**EXERCISE REQUIREMENTS:**
Render every row below as a numbered list, leaving out blank lines.

Content starts

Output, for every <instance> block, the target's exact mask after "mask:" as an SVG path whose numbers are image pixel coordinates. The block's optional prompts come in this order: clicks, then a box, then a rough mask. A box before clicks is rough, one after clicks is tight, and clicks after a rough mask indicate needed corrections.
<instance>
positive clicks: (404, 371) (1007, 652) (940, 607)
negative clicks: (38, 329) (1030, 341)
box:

Content ends

**WRITTEN RESPONSE:**
1. Output, for every <instance> block, the target's exact mask after "mask:" as an SVG path whose numbers are image pixel coordinates. The block's optional prompts come in this order: clicks, then a box, then a rough mask. A box before clicks is rough, one after clicks is tight, and clicks after a rough mask indicate needed corrections.
2. <instance>
3. positive clicks: (404, 371) (1007, 652) (940, 607)
4. negative clicks: (38, 329) (1030, 341)
5. box:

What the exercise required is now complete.